■ **What you are asked to do**
Determine how many lines in the listing below contain the string "rocky" with matching case, and reply with that number alone.

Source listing
++++++

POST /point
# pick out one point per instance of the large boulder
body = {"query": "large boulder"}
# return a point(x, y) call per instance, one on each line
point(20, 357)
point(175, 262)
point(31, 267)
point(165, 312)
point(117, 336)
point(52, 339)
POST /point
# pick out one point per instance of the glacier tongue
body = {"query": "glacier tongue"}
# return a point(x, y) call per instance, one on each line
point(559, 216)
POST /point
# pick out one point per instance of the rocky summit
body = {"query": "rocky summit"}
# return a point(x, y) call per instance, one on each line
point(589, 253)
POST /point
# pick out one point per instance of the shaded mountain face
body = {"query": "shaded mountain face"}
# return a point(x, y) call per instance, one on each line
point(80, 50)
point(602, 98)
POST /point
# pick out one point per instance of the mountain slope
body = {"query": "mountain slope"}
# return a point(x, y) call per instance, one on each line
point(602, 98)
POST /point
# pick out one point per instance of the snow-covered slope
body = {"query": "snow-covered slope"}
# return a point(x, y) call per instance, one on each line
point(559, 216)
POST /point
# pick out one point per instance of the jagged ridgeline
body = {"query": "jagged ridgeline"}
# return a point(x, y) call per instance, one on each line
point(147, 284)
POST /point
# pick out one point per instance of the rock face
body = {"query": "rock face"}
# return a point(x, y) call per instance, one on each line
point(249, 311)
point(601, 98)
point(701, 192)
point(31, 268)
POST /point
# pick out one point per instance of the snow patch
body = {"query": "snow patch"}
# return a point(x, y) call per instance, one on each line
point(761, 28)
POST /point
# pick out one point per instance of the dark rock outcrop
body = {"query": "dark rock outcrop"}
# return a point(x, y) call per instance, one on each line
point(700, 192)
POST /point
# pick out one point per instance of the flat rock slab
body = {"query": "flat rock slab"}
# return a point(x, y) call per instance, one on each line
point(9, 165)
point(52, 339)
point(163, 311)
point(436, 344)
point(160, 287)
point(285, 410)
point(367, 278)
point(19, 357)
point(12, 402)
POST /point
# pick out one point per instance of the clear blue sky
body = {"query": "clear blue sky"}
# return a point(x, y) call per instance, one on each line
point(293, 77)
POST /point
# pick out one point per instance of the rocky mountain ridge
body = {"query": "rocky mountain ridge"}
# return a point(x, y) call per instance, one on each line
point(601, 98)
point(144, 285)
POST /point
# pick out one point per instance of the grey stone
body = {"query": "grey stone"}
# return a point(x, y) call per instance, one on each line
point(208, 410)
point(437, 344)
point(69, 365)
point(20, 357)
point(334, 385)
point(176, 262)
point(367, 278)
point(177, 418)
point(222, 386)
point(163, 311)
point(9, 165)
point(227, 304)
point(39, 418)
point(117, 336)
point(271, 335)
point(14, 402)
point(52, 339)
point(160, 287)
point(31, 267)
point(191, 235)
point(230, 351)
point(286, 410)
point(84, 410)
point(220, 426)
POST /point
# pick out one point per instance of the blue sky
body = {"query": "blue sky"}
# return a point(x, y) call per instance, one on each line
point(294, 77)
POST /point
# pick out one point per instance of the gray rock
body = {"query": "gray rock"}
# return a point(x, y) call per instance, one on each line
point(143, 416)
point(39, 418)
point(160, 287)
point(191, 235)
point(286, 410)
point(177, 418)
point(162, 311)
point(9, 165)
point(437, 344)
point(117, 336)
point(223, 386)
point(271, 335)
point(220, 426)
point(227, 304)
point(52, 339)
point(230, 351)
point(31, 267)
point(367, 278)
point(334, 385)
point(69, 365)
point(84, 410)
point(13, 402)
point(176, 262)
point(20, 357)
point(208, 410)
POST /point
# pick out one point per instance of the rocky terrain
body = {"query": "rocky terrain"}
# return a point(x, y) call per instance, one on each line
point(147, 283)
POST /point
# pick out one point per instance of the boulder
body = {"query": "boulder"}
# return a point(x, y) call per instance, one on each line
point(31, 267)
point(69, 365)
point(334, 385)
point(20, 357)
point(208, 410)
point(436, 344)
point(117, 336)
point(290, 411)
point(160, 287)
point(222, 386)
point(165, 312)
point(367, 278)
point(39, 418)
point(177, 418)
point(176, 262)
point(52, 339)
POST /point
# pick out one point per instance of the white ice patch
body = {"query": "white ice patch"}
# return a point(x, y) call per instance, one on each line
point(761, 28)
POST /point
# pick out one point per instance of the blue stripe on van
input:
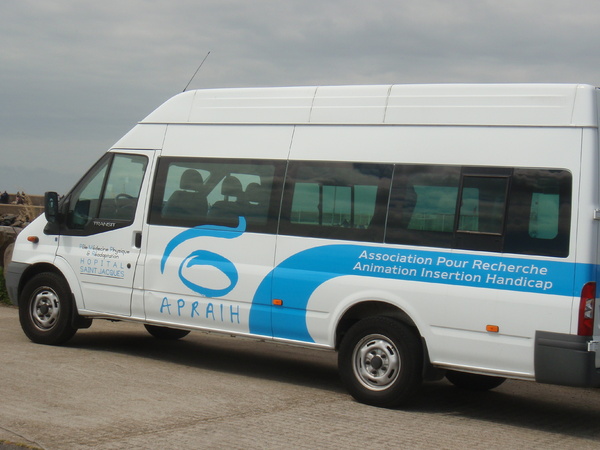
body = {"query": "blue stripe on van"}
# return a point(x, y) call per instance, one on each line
point(296, 278)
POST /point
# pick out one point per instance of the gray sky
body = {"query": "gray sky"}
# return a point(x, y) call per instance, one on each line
point(76, 75)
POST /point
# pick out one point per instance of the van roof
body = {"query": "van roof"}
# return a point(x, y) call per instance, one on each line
point(434, 104)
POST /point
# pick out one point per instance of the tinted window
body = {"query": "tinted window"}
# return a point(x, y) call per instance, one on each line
point(499, 209)
point(191, 192)
point(423, 205)
point(336, 200)
point(109, 192)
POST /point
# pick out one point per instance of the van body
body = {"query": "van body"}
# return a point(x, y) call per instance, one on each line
point(419, 230)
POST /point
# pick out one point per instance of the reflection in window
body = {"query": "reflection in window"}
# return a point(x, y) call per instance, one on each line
point(333, 199)
point(202, 191)
point(110, 191)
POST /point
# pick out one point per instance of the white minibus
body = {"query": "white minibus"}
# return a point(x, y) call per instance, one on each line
point(420, 231)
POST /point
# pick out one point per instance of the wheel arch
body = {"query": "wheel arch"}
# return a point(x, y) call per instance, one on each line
point(45, 267)
point(34, 270)
point(370, 308)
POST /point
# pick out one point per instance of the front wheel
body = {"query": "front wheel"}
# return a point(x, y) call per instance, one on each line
point(381, 362)
point(46, 310)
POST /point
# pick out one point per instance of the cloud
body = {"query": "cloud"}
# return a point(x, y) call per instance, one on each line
point(76, 75)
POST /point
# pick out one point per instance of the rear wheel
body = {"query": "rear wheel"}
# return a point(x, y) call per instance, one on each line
point(46, 309)
point(473, 381)
point(381, 362)
point(169, 334)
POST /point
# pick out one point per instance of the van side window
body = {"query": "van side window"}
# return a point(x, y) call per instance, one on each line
point(336, 200)
point(539, 212)
point(499, 209)
point(423, 205)
point(190, 192)
point(109, 192)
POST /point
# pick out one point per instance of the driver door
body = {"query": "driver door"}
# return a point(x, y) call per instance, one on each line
point(102, 232)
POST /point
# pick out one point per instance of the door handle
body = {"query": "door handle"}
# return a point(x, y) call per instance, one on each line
point(138, 239)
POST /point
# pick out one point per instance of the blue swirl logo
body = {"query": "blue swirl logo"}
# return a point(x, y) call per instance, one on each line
point(205, 257)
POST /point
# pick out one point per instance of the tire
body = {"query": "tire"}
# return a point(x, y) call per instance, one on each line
point(165, 333)
point(381, 362)
point(46, 309)
point(473, 381)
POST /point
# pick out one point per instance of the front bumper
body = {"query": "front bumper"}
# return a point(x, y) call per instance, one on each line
point(12, 275)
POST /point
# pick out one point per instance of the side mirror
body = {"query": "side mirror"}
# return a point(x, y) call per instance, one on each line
point(51, 207)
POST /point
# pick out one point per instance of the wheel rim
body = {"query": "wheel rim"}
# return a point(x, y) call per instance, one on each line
point(45, 308)
point(376, 362)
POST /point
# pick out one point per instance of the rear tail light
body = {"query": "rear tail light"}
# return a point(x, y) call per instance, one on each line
point(587, 305)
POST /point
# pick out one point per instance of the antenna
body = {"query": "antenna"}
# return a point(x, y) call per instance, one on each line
point(187, 85)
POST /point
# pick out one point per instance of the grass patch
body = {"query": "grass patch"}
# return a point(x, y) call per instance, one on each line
point(3, 294)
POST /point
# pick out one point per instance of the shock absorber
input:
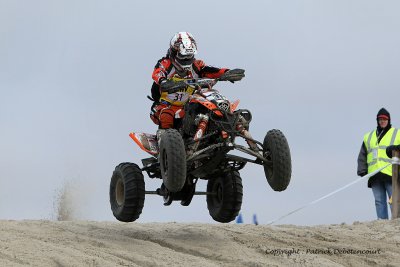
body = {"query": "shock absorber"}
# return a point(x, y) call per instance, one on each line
point(201, 121)
point(243, 130)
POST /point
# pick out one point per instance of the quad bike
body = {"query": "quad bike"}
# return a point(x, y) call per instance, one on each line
point(199, 149)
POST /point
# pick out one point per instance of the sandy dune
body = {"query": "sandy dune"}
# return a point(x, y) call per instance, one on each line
point(82, 243)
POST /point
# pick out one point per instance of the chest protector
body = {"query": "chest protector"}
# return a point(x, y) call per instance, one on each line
point(376, 152)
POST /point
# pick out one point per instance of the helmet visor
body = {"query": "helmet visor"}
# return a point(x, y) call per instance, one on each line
point(184, 60)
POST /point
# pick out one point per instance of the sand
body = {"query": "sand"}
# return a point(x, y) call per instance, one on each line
point(87, 243)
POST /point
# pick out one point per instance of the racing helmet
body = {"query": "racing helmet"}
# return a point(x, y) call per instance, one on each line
point(182, 49)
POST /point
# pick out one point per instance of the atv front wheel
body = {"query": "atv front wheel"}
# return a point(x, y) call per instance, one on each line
point(127, 192)
point(172, 160)
point(224, 196)
point(278, 169)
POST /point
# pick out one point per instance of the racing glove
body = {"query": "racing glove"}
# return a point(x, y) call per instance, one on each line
point(171, 86)
point(232, 75)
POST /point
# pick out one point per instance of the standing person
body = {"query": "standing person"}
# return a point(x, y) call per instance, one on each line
point(373, 156)
point(168, 91)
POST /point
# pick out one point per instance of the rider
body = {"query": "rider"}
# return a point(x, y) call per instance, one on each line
point(169, 92)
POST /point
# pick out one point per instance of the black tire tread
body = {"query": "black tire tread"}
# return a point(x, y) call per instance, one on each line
point(172, 143)
point(134, 186)
point(231, 199)
point(281, 159)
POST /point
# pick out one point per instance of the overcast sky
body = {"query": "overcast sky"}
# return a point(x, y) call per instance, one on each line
point(74, 76)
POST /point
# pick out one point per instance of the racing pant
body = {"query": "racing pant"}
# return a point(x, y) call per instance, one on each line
point(163, 115)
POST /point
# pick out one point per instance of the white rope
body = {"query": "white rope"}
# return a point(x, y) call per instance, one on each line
point(328, 195)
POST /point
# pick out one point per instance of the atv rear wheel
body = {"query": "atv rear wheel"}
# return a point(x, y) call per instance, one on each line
point(172, 160)
point(279, 168)
point(224, 198)
point(127, 191)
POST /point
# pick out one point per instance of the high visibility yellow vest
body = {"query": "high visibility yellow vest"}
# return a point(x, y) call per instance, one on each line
point(376, 153)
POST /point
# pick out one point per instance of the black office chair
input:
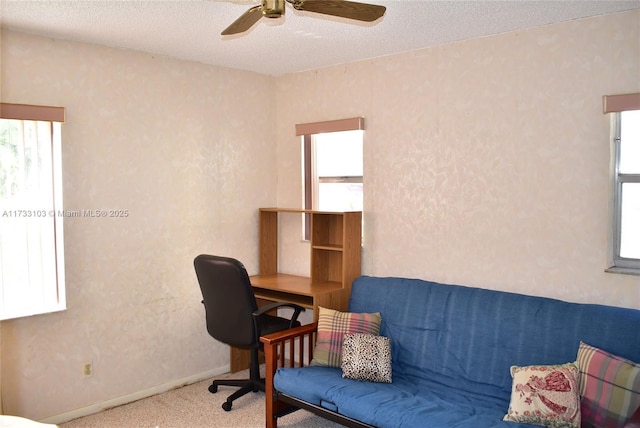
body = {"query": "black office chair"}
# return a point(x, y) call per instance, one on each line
point(233, 316)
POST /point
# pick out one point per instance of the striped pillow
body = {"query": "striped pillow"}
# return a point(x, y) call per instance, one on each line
point(332, 326)
point(609, 387)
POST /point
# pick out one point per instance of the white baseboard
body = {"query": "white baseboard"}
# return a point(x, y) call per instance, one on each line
point(129, 398)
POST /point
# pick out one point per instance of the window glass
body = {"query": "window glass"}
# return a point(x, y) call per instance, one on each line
point(339, 171)
point(630, 221)
point(31, 237)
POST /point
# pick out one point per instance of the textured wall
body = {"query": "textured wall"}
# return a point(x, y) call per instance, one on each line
point(486, 161)
point(188, 150)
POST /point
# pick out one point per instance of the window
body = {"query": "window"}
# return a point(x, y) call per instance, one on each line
point(333, 165)
point(625, 122)
point(31, 235)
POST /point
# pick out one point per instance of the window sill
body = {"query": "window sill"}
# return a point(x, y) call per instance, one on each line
point(623, 270)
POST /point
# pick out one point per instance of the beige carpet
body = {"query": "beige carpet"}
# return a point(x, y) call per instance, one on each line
point(193, 406)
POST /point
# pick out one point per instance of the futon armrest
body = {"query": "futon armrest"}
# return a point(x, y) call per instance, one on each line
point(296, 310)
point(286, 348)
point(287, 335)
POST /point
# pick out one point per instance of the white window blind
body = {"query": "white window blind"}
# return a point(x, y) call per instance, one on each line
point(31, 238)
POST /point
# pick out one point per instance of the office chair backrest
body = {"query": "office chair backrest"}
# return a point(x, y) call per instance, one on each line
point(228, 300)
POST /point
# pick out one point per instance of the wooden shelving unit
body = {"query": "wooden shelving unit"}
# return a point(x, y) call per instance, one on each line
point(336, 257)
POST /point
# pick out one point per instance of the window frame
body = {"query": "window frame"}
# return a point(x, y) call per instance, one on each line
point(54, 294)
point(615, 105)
point(306, 131)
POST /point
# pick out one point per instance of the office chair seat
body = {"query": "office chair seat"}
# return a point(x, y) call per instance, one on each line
point(233, 316)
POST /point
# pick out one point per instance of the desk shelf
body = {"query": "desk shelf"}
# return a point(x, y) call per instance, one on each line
point(335, 259)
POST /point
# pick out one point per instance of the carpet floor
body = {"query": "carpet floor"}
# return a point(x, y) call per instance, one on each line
point(193, 406)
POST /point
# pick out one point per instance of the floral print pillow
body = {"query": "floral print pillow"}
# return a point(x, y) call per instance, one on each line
point(545, 395)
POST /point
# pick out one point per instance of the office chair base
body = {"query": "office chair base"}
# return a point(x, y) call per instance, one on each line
point(246, 387)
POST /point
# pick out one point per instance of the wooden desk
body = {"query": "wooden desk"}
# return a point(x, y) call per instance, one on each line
point(301, 290)
point(335, 247)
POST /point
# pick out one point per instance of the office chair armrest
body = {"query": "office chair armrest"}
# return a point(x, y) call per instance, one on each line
point(296, 310)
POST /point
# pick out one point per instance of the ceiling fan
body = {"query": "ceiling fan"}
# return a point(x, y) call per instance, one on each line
point(275, 9)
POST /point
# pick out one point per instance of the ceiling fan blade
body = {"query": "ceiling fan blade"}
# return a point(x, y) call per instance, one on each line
point(246, 21)
point(345, 9)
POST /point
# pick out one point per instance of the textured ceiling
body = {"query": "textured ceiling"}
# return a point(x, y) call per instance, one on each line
point(190, 29)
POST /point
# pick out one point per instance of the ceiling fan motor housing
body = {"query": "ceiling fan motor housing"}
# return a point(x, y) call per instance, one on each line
point(273, 8)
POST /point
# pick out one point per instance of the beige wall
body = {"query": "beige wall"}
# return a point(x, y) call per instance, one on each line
point(486, 164)
point(486, 161)
point(186, 148)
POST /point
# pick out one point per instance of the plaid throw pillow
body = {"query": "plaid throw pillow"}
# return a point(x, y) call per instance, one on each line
point(545, 395)
point(332, 326)
point(609, 386)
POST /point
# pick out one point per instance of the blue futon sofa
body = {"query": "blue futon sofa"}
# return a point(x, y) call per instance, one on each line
point(452, 349)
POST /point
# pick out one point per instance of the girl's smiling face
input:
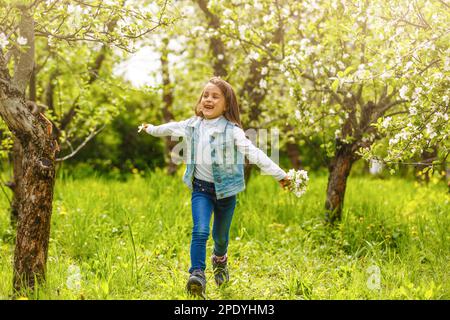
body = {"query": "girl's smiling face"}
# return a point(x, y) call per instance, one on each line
point(213, 102)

++++++

■ **Full solution**
6